YOUR INSTRUCTIONS: Leave out any picture and return the remaining listing below exactly as given.

Rows from a pointing dataset
══════════

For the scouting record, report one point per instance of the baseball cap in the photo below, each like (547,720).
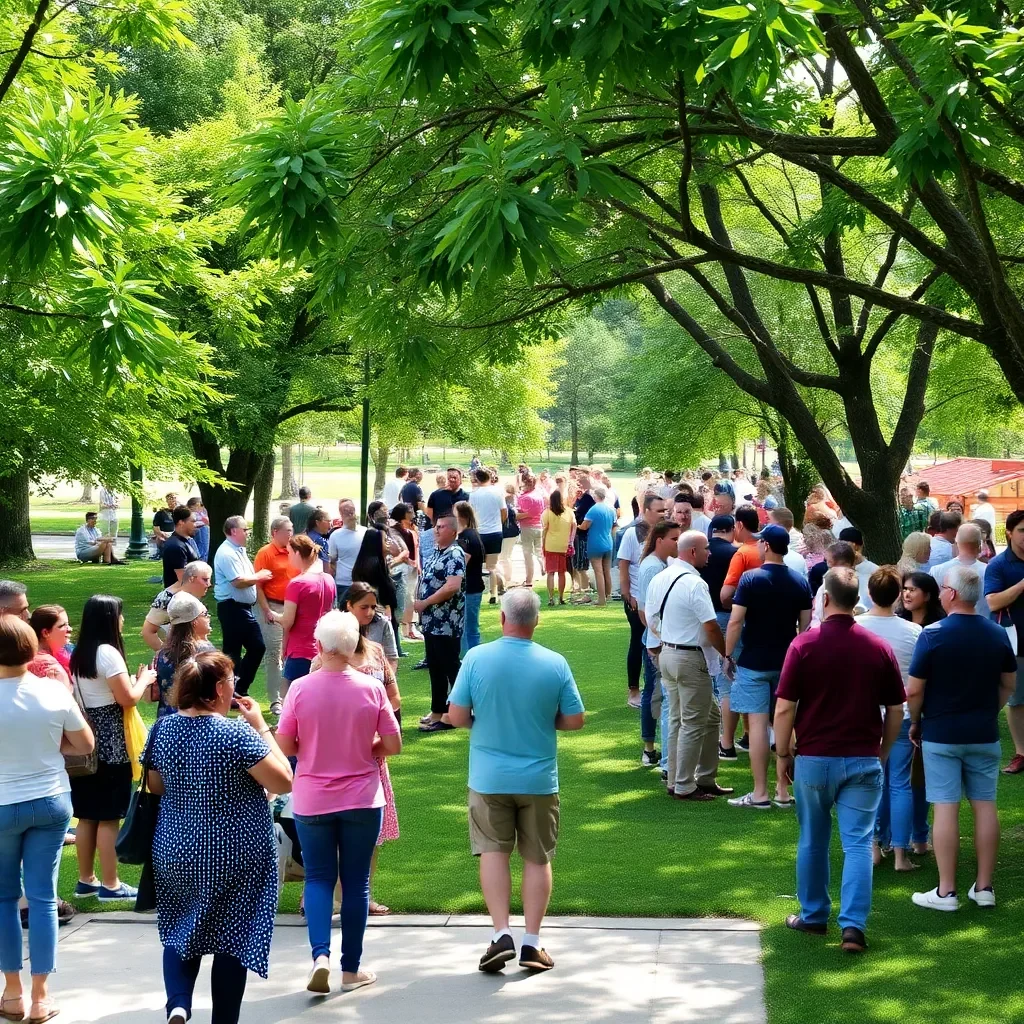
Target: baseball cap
(184,608)
(777,538)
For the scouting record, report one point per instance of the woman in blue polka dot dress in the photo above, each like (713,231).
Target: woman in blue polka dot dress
(214,859)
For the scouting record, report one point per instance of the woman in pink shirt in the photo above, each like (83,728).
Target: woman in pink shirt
(531,505)
(338,722)
(307,598)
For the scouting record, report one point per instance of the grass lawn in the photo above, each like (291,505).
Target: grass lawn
(627,850)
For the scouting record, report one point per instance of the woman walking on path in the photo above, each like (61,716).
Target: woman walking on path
(38,721)
(214,857)
(105,688)
(338,722)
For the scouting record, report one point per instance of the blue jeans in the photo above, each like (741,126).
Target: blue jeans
(902,817)
(650,679)
(853,786)
(31,840)
(338,845)
(227,984)
(471,628)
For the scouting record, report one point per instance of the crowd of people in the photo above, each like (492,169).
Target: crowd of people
(743,635)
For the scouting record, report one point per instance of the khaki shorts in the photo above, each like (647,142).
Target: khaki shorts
(497,820)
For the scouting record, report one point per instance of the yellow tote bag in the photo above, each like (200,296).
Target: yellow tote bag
(135,734)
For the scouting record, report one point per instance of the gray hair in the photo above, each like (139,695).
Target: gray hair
(966,582)
(194,569)
(521,607)
(233,522)
(338,633)
(9,589)
(970,534)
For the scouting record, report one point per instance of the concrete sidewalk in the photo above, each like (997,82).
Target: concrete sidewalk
(626,971)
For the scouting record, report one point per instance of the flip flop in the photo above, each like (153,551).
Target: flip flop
(353,985)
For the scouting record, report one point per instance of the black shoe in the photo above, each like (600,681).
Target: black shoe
(498,954)
(535,960)
(799,925)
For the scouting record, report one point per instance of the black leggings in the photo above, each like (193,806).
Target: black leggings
(227,984)
(634,655)
(442,664)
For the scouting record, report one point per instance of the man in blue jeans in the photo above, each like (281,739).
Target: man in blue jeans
(962,674)
(834,680)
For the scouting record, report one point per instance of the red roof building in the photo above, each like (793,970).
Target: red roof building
(963,478)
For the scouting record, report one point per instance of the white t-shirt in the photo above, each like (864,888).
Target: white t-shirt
(900,634)
(487,502)
(342,547)
(392,492)
(631,550)
(34,715)
(96,692)
(795,561)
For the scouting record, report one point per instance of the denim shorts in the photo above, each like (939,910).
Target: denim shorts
(1017,697)
(952,770)
(752,690)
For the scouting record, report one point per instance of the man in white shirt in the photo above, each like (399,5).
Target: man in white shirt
(984,510)
(343,547)
(235,589)
(392,489)
(942,543)
(679,611)
(488,504)
(969,542)
(630,556)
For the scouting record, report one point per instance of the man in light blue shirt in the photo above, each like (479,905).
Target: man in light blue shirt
(235,590)
(515,695)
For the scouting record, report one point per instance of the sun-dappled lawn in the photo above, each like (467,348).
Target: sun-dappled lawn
(627,850)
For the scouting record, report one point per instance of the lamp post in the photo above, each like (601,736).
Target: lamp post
(138,547)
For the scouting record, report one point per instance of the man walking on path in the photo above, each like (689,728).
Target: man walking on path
(441,606)
(680,613)
(962,674)
(235,589)
(515,696)
(771,605)
(833,682)
(1005,594)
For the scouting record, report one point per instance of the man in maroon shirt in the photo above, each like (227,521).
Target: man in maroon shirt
(833,682)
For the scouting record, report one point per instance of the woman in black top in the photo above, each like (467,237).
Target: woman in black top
(469,541)
(581,559)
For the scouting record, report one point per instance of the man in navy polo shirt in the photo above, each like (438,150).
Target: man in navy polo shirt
(771,605)
(1005,594)
(962,673)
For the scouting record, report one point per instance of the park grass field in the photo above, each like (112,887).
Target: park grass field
(626,850)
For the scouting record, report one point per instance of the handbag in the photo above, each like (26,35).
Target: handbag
(78,765)
(134,843)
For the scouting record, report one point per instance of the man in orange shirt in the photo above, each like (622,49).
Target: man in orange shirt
(270,597)
(749,555)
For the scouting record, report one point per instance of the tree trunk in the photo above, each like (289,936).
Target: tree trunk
(262,489)
(15,526)
(381,456)
(289,485)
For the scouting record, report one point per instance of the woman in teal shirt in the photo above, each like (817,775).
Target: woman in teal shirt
(598,522)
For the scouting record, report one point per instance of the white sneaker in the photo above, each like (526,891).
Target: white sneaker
(983,897)
(320,976)
(934,901)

══════════

COMPLETED EXERCISE:
For the scouting record, report one point per instance of the baseball cap in the photo below, each like (547,720).
Target: baseball cap
(184,608)
(777,538)
For the scouting record, report one point per instance of the woman in blue polka dot dress in the photo above, each like (713,231).
Target: woman in blue polka dot dress
(214,859)
For the scouting record, report one point per instance of the woman in pink shirt in the photo above, each like (83,728).
Target: woman in pink shirt
(531,505)
(338,722)
(307,598)
For the scouting record, report one point per instance of the grass lawn in the photo above, each like (291,505).
Target: grass lawn
(627,850)
For the scouting record, report one point per instance of the woman walking on path in the photo above, each like (61,716).
Target: woman walking on path
(38,721)
(214,857)
(105,688)
(338,722)
For the scouting record, report one point per instance of the blue jeans in the photo above, each like (741,126).
Target: blue jeans
(902,817)
(650,679)
(853,786)
(31,840)
(338,845)
(227,984)
(471,628)
For the scouting record, report one point per instance of the crowd of people in the photo above, each like (492,169).
Target: crowd of people
(743,635)
For the scouting record, report one point per instance of the khaki shorts in the photo above, each like (647,142).
Target: khaki shorts
(497,820)
For the scouting record, report one point per instance of the yellow tote bag in the photo above, each like (200,296).
Target: yellow tote bag
(135,734)
For the scouting record, report one point per instance of the gray hair in the photo above, each like (139,695).
Target: gray hair
(966,582)
(194,569)
(521,607)
(233,522)
(338,633)
(9,589)
(970,534)
For the scouting record, report one point per instance of the concrete sidewalk in the photo above, each like (997,82).
Target: concrete sidewalk
(626,971)
For the scouting record, report one point per instance of the flip flop in the photo above, each like (153,551).
Target: flip flop
(353,985)
For the scouting record, report one point per instance of the black shoe in the photo above, each like (600,681).
Target: black shoe
(498,954)
(535,960)
(799,925)
For the scouting record, report one point per instance of the black leggings in the photo above, each like (193,806).
Target: black leggings
(227,984)
(634,655)
(442,664)
For the scouting record, report one point per instance of the man in blue jeans in the photo above, each like (281,739).
Target: man in blue jeans
(962,674)
(834,680)
For the scouting record, report one point per instance of the red roof building in the photo above, each like (793,970).
Target: red roof building
(963,478)
For the scouting record, report one point per instance of the white t-shirt in the photo above, each like (864,888).
Target: white t-shirt
(900,634)
(487,502)
(342,547)
(392,492)
(631,550)
(34,715)
(96,692)
(795,561)
For the scouting record, report one point per instance of the denim shorts in the photo above, each like (939,910).
Target: denim shorts
(1017,697)
(952,770)
(752,690)
For the scouting record, report one point per instance of the man in white shirt in the photo above, each like (399,5).
Target: man in white shirt
(984,510)
(343,547)
(235,589)
(392,489)
(942,543)
(679,611)
(488,504)
(969,542)
(630,556)
For the scouting record, report one point per instance of the man in light blue shirt in the photo above, each like (479,905).
Target: man in light blue shirt
(235,590)
(515,695)
For the scouting record, report one point per instance of the sun-dappled lawn in the photo above, each like (467,348).
Target: sun-dappled lawn
(627,850)
For the scouting record, report one point per instance of the lamp post in the photo above, each like (601,736).
Target: lamp post
(138,547)
For the scouting record, report one point per instance of the man walking on path in the photo above, each like (689,728).
Target: man walking on path
(441,606)
(680,613)
(962,674)
(235,589)
(515,696)
(771,605)
(833,682)
(1005,594)
For the scouting record, report one point per instance of the man in maroon shirt in the photo above, each like (227,521).
Target: man in maroon shirt
(833,682)
For the scouting record, report one point per instance of the woman in black top in the photo above, each like (467,237).
Target: woman in black top
(469,541)
(581,559)
For the scouting record, report one point per instance of the man in navy polo shirt in the photo above, each like (438,150).
Target: man in navy polo shirt
(771,605)
(1005,594)
(962,673)
For the scouting record, report one point per instance of the park grass field in the photo above, each like (112,887).
Target: park grass field
(626,850)
For the scouting record, report one point per instance of the handbag in the photo above, each like (26,35).
Target: handbag
(78,765)
(134,843)
For the scouting record, report one point per instance of the man in orange shirt in the photo above, each like (622,49).
Target: man in orange shirt
(270,597)
(749,555)
For the scouting record, report one point per instance of the tree trunk in the photo above, each like (289,936).
Target: tree trunk
(262,489)
(15,526)
(381,456)
(289,485)
For the scouting record, report one point per instance of the woman in teal shirt in the photo above, each like (817,775).
Target: woman in teal shirt
(598,522)
For the scouting record, report one point per instance of the white sneaker in the photo above, each like (526,891).
Target: white sneaker
(983,897)
(320,976)
(934,901)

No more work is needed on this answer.